Problem to work on :: Can you arrange the lines of the items starting at the line containing "draw the outline of the cloud" and ending at the line containing "20 15 L 17 15" as a Markdown table with the columns Row and Line, numbering each row and leaving out any blank lines?
--- Start of Supplied information ---
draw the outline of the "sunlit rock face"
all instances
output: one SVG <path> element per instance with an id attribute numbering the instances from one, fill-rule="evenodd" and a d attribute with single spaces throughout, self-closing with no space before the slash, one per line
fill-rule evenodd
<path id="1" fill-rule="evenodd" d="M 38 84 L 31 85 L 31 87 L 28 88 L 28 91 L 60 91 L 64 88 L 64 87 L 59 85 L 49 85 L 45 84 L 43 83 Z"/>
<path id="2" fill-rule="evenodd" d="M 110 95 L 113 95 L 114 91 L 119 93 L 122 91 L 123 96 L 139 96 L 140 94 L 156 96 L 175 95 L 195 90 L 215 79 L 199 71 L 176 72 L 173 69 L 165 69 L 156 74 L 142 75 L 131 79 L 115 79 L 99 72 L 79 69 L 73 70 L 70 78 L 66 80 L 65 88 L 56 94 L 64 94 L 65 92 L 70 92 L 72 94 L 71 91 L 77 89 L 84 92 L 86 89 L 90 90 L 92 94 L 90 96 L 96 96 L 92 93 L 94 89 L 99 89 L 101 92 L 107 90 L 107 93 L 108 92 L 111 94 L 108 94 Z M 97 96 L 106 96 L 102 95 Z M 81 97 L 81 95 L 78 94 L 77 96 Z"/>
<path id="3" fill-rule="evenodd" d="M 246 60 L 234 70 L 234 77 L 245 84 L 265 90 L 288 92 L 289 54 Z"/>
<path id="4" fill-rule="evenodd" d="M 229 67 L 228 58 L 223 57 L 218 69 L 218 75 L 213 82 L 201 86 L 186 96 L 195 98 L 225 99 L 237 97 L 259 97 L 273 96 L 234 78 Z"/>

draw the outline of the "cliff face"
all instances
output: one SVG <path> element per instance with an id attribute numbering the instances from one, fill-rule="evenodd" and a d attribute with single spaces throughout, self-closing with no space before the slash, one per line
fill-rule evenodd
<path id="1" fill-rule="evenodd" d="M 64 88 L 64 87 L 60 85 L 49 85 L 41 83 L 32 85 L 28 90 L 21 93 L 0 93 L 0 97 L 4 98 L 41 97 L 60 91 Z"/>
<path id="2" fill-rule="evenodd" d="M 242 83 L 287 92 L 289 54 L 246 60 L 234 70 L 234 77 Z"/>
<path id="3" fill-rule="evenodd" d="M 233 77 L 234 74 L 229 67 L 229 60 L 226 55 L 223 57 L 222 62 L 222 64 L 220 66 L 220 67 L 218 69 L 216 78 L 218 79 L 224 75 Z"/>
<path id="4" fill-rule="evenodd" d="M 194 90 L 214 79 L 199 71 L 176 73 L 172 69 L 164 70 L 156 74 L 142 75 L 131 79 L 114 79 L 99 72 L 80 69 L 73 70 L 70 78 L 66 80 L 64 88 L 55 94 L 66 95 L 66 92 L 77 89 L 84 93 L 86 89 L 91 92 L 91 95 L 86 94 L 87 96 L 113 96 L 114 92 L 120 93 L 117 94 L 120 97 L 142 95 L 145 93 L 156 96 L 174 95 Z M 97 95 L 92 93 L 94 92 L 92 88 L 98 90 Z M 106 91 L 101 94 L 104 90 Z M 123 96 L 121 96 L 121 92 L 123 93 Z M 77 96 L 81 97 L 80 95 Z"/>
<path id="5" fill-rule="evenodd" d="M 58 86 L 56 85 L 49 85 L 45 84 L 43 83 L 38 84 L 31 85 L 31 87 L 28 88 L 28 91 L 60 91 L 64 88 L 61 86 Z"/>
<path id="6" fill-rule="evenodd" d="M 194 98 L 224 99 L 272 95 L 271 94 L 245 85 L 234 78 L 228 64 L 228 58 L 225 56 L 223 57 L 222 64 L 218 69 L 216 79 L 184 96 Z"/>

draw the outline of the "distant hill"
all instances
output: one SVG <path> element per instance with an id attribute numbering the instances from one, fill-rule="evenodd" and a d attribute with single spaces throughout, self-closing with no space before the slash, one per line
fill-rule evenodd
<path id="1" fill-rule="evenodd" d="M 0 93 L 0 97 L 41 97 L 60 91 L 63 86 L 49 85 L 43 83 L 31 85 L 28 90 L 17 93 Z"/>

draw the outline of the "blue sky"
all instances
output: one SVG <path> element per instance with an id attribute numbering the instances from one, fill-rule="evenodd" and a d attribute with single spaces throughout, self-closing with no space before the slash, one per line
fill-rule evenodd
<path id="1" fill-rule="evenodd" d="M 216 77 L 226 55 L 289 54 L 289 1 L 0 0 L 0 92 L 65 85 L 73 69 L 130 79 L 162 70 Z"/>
--- End of Supplied information ---
--- Start of Supplied information ---
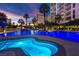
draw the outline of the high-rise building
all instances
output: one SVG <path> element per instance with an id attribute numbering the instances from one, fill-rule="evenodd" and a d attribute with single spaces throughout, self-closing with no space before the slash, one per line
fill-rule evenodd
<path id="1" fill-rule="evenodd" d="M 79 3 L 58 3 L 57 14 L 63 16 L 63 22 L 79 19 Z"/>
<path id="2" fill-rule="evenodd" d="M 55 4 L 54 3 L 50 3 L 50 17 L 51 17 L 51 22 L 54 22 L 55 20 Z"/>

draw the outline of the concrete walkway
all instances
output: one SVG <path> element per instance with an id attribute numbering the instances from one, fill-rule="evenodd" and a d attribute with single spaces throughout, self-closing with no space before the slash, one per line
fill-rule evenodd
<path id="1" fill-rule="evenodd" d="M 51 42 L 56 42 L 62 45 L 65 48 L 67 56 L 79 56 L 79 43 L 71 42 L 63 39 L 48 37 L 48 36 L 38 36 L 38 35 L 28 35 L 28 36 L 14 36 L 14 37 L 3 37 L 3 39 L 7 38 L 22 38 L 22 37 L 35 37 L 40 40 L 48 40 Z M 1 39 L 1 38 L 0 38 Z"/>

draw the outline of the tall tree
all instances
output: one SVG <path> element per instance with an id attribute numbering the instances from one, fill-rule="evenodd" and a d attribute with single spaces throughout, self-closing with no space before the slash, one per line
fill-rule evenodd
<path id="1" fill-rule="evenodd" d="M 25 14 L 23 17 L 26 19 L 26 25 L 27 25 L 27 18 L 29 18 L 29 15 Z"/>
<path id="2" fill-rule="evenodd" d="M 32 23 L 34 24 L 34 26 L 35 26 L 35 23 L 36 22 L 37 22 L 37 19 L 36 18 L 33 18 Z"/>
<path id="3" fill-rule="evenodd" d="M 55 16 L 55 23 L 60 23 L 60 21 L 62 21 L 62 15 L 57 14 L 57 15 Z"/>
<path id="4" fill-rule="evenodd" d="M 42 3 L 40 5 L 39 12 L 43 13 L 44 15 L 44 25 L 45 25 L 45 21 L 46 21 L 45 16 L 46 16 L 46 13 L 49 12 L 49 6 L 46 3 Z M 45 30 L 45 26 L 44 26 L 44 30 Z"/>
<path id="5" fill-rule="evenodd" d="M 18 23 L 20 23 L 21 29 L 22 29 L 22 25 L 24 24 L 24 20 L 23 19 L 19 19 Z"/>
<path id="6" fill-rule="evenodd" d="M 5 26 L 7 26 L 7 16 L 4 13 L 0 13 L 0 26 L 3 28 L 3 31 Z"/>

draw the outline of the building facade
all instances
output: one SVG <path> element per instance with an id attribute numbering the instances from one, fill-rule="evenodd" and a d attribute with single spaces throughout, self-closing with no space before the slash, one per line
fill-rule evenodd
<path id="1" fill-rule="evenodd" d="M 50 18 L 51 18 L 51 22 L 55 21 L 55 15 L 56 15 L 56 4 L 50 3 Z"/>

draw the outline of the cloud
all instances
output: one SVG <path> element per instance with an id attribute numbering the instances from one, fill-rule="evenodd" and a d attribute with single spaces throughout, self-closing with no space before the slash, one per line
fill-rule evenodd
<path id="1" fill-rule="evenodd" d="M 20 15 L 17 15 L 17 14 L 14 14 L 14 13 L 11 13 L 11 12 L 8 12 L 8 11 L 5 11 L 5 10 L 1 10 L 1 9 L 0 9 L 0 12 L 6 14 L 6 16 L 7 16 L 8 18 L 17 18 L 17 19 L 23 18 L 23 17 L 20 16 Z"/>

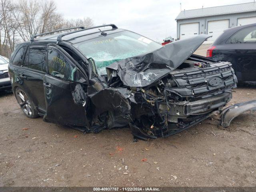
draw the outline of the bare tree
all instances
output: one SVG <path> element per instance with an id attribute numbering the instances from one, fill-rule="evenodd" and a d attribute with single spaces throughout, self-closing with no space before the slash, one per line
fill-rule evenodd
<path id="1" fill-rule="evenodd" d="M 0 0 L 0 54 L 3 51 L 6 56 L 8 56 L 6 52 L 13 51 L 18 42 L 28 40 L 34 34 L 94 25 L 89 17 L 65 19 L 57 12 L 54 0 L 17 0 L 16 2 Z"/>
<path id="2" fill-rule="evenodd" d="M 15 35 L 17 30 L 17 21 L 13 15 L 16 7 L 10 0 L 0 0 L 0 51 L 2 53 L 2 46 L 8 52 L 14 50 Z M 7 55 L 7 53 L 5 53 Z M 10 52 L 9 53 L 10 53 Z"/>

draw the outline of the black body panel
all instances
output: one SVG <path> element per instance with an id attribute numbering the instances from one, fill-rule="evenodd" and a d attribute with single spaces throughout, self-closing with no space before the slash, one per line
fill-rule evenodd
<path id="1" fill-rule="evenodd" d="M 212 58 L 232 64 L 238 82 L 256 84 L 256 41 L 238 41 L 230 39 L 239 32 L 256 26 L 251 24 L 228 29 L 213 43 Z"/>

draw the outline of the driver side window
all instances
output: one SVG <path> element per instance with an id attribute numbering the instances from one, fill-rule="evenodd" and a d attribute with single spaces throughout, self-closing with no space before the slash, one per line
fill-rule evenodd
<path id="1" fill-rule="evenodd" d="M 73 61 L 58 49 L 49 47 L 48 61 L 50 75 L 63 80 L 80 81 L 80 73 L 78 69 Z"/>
--- End of Supplied information ---
--- Start of Supplied information ---
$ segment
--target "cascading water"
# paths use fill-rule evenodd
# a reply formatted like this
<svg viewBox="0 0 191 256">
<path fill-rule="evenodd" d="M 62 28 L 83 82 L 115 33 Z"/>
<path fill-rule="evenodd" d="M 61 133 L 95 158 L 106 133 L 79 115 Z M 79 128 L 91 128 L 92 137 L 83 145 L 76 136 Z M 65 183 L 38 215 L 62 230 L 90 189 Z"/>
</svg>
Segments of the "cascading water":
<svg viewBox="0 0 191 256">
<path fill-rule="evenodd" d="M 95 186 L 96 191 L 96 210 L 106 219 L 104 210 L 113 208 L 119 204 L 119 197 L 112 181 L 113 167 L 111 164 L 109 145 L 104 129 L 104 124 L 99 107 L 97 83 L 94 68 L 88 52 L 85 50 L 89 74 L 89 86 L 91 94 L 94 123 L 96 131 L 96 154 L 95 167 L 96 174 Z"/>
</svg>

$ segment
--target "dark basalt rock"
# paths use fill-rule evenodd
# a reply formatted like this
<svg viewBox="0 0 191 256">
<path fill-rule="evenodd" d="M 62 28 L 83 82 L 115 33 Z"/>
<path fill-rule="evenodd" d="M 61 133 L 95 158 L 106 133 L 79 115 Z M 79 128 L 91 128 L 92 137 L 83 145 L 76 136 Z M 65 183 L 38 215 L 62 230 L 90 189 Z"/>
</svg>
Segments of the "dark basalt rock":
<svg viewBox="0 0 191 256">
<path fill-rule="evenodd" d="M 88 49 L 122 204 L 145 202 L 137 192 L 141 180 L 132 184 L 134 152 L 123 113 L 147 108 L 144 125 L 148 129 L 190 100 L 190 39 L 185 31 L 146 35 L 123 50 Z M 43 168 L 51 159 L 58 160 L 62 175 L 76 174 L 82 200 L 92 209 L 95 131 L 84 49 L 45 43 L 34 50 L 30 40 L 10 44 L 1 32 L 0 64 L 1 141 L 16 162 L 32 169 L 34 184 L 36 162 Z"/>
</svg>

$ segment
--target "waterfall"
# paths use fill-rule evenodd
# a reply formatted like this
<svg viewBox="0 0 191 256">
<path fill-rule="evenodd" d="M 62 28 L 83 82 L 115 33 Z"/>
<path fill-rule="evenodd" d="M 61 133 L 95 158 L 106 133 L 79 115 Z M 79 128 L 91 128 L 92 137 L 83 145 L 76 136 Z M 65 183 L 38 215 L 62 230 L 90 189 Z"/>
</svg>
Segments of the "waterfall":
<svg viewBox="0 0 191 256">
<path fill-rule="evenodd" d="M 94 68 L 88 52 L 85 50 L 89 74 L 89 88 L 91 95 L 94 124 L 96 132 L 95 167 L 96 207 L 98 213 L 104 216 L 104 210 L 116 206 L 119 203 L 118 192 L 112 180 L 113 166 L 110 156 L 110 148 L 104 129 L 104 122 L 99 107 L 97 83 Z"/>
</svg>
--- End of Supplied information ---
Result for this task ::
| Row | Line |
|---|---|
| 1 | draw the outline of the cloud |
| 2 | all instances |
| 3 | output: one SVG <path> element per instance with an id attribute numbering the instances from one, fill-rule="evenodd" and a d attribute with single spaces throughout, self-closing with no space before the slash, one per line |
| 4 | fill-rule evenodd |
| 5 | <path id="1" fill-rule="evenodd" d="M 20 15 L 17 15 L 17 14 L 14 14 L 14 13 L 11 13 L 11 12 L 8 12 L 8 11 L 5 11 L 5 10 L 1 10 L 1 9 L 0 9 L 0 12 L 6 14 L 6 16 L 7 16 L 8 18 L 17 18 L 17 19 L 23 18 L 23 17 L 20 16 Z"/> |